§ TEXT SECTION:
“No, where are you really from?”
This is one of the more frequent questions I have been asked so far during my time in Turkey. It makes sense that in a patriotic country where portraits of a stoic-looking Atatürk, the founder of modern Turkey, hang in very nearly every building, the Turks, ever curious, want details about where one comes from. There is a strong perception that the lineage of all Americans truly began elsewhere, thus nullifying “America” as an acceptable answer to one’s origin (ignoring the history of the native peoples, of course). In other words, America can only be viewed as a very recent stopover in regards to your family’s history as a whole.
In the United States, this Turkish brand of curiosity would be considered curt (and more realistically quite rude). Inquiries into salary, marital status (and plans to marry if single), and religion frequently enter the conversation upon first meeting someone. That said, once one has become acclimated to the drastic reduction in privacy, this intense interest becomes flattering. In American society, where quick, superficial encounters are the norm, Turks are genuinely interested to know everything about you as an outsider.

§ GIVEN DATA:
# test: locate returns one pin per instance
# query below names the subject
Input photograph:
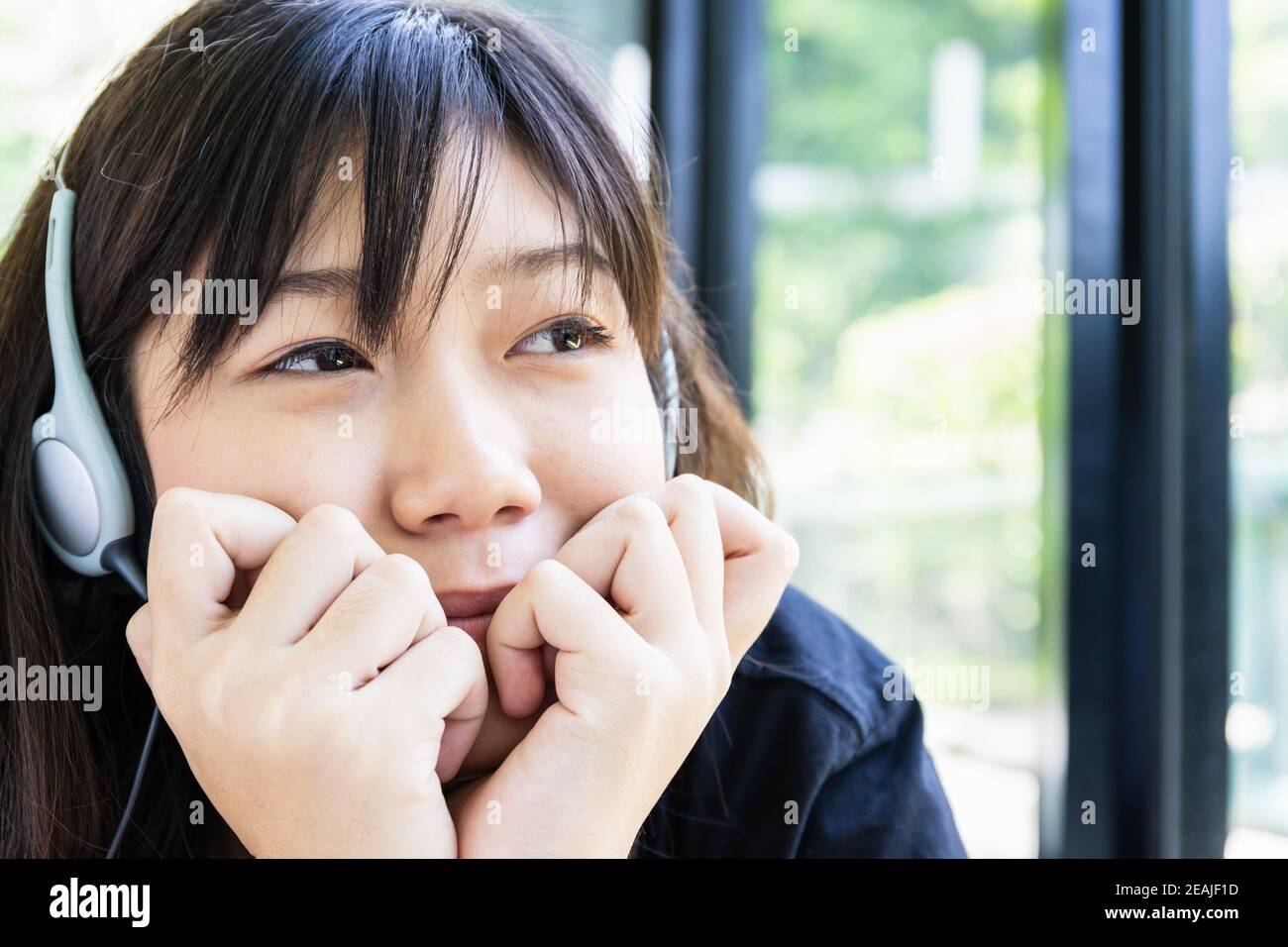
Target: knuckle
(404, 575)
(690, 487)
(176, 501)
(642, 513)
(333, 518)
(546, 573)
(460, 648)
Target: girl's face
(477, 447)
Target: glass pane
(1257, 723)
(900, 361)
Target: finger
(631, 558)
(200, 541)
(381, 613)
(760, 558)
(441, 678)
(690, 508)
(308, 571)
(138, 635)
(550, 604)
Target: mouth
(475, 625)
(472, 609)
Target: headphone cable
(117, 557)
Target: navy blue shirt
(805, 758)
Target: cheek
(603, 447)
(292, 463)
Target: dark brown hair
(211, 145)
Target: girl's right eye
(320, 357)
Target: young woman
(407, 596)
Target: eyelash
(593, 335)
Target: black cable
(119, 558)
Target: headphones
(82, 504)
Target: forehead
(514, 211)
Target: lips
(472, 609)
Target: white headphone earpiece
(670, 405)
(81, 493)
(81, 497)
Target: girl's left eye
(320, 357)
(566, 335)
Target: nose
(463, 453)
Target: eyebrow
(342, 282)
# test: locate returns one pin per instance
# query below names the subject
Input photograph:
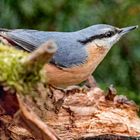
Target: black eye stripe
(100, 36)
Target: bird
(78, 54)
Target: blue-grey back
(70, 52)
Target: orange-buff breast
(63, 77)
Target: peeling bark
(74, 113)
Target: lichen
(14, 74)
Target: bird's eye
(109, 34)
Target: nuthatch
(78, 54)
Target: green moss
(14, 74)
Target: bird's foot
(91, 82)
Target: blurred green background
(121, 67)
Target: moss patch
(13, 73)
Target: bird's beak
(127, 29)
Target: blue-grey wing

§ TASK 1:
Answer these questions from the essay on Turkish curiosity:
(a) Whose portraits hang in very nearly every building in Turkey?
(b) What three topics often come up when first meeting someone in Turkey?
(c) How would this Turkish curiosity be regarded in the United States?
§ TASK 2: Pick up the essay on Turkish curiosity after its final sentence and continue it.
The lines are separate material and are unrelated to the essay on Turkish curiosity.

§ EXERCISE RESULT 1:
(a) Atatürk, the founder of modern Turkey.
(b) Salary, marital status (and plans to marry if single), and religion.
(c) As curt, and more realistically as quite rude.

§ EXERCISE RESULT 2:
Turkish hospitality is legendary. Recently, as we descended from a mountain hike, we struck up a conversation with a village woman who lived in the area. Within minutes, we found ourselves in her home with hot tea and a full meal in front of us. Other Fulbrighters have had infants abruptly placed into their arms by busy mothers while on the city bus followed with thanks in the form of an invitation to join the family permanently; this takes place in the span of 15 minutes.
Of course, the transition to the land of çay has not always been smooth. The perception of time and deadlines are vastly contrary to the United States. My roommates and I have more than once waited entire afternoons and evenings on mechanics and landlords who were set to arrive “in one hour.” Eventually we were informed that a “Turkish hour” is different than an “American hour.”
In Turkey, the statement “I’ll be there in an hour” could see the person arrive a day later. Or two. Or never at all.
In a more literal example, the Turkish government postponed the time change associated with Daylight Savings Time for two weeks with nearly no warning. Phones and computers automatically made the switch anyway, resulting in countrywide confusion and sparking the #saatkaç (what time is it) on Twitter.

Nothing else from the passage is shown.